** ASSIGNED TASK **
Check each line below for the word "building" and give the count alone.

- - - - -

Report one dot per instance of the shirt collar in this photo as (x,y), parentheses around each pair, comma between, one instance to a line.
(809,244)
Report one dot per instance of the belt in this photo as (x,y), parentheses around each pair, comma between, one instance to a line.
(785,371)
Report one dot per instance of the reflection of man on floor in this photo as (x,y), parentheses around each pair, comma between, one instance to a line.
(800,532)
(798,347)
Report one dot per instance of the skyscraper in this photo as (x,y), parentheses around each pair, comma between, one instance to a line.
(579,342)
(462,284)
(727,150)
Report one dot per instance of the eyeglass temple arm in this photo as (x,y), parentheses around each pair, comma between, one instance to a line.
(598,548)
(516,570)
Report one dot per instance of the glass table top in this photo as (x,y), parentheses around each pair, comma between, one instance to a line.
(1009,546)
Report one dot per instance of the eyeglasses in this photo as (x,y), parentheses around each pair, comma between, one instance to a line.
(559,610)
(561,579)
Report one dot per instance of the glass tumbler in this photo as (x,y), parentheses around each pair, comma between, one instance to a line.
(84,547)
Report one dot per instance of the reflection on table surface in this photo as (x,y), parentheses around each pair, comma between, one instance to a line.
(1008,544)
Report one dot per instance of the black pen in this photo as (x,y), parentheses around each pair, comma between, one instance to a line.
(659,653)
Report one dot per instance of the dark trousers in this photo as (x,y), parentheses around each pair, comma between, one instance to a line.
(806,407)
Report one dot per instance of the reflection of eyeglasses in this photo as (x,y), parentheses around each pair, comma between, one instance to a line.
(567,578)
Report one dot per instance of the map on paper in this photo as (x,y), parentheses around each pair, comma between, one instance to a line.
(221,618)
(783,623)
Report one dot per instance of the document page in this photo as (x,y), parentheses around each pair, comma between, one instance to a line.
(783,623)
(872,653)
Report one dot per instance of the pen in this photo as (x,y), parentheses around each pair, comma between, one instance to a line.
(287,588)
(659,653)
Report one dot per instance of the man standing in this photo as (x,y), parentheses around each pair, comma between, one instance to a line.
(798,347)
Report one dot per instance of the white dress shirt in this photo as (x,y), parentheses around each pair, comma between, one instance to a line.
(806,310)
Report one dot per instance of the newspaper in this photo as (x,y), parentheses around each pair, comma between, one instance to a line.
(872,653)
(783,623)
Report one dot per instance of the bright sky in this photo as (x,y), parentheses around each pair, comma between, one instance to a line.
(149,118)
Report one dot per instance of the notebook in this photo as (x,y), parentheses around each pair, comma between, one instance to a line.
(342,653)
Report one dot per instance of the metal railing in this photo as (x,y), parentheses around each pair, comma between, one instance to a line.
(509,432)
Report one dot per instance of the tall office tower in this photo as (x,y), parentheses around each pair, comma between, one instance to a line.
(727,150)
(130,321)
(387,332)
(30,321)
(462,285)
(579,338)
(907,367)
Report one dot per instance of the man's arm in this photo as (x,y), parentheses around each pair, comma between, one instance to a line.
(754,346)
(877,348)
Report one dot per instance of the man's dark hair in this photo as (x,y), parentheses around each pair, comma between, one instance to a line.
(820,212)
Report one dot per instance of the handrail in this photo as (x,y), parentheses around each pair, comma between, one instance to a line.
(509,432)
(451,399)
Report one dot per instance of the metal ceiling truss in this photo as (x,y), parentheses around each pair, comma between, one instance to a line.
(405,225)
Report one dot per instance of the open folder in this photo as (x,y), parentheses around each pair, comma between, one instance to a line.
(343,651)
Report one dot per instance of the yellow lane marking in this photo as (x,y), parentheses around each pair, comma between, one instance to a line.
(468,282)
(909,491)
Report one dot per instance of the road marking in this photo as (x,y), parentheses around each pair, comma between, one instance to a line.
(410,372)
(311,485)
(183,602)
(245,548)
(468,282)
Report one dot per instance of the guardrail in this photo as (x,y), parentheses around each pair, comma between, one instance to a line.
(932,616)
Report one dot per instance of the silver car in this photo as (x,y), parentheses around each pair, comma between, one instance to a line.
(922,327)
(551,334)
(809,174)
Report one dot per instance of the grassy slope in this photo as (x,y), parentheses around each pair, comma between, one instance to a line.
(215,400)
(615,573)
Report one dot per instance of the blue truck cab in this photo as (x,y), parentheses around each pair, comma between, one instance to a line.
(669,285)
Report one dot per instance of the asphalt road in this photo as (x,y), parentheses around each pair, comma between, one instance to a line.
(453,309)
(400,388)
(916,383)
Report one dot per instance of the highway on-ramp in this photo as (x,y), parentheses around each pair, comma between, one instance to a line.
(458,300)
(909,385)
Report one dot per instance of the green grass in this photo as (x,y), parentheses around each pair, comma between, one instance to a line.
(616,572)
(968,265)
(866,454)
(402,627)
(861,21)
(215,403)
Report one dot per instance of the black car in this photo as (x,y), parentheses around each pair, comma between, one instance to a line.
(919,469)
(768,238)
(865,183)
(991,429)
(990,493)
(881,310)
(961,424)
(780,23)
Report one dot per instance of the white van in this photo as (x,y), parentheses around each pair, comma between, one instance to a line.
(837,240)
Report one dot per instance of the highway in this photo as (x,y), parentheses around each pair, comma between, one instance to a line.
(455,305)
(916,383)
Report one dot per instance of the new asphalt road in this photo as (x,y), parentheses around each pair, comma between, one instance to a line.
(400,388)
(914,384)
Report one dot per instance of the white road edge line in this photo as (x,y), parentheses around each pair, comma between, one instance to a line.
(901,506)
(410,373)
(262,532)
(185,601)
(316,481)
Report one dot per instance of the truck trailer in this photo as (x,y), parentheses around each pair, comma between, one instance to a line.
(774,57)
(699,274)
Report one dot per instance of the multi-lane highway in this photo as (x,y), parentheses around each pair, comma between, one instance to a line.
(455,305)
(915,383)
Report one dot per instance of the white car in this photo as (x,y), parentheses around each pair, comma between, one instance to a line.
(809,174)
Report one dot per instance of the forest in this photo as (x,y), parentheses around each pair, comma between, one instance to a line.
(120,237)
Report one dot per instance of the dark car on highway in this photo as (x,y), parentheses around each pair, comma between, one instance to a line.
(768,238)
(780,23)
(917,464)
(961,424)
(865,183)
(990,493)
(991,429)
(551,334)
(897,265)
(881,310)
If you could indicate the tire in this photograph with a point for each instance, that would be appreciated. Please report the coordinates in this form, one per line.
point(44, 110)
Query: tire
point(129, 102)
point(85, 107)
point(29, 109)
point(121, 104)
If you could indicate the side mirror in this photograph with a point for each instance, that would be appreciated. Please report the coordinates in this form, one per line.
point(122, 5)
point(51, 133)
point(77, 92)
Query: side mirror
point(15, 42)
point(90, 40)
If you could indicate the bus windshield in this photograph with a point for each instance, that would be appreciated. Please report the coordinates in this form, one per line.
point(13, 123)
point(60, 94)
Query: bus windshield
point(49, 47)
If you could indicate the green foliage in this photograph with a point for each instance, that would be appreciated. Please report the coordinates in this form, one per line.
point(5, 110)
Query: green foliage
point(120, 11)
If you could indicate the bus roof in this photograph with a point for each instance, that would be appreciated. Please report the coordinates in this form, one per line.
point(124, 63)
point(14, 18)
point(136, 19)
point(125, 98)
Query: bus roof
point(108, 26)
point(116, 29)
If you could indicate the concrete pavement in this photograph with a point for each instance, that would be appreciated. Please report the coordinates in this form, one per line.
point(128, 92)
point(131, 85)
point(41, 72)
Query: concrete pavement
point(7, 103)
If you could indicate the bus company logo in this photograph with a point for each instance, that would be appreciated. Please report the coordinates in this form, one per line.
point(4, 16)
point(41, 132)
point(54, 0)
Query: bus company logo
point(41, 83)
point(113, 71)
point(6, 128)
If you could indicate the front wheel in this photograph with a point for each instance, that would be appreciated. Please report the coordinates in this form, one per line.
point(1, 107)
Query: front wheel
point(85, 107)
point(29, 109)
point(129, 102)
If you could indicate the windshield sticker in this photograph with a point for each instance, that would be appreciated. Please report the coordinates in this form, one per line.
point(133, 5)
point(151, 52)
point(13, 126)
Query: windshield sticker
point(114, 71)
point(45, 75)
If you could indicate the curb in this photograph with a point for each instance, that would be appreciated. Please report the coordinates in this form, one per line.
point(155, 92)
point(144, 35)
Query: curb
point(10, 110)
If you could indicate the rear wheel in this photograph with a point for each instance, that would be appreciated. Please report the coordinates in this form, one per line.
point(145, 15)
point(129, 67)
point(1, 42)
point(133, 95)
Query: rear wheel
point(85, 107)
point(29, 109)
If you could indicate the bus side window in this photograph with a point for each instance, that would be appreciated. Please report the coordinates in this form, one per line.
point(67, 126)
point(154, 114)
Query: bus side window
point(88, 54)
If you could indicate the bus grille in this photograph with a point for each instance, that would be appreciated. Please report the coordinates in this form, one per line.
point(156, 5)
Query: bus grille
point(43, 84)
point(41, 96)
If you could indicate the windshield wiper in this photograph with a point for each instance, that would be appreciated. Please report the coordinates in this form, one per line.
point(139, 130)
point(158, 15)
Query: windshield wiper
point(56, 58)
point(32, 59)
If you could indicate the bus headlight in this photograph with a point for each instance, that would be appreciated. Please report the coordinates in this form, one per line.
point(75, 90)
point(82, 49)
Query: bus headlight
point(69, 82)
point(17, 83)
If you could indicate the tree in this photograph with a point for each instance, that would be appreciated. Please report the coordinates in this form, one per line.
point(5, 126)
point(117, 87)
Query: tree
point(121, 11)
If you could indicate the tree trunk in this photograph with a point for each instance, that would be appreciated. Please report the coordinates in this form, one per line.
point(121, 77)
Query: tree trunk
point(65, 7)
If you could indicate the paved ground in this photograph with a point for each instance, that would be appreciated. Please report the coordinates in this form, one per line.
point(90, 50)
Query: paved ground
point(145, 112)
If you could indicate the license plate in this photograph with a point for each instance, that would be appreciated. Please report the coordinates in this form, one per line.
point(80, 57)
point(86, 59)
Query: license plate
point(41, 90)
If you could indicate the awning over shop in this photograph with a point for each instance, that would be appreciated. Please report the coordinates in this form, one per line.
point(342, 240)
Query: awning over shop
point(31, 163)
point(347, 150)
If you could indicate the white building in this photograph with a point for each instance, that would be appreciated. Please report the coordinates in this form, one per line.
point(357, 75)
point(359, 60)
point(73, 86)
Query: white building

- - - - -

** WRITTEN ANSWER **
2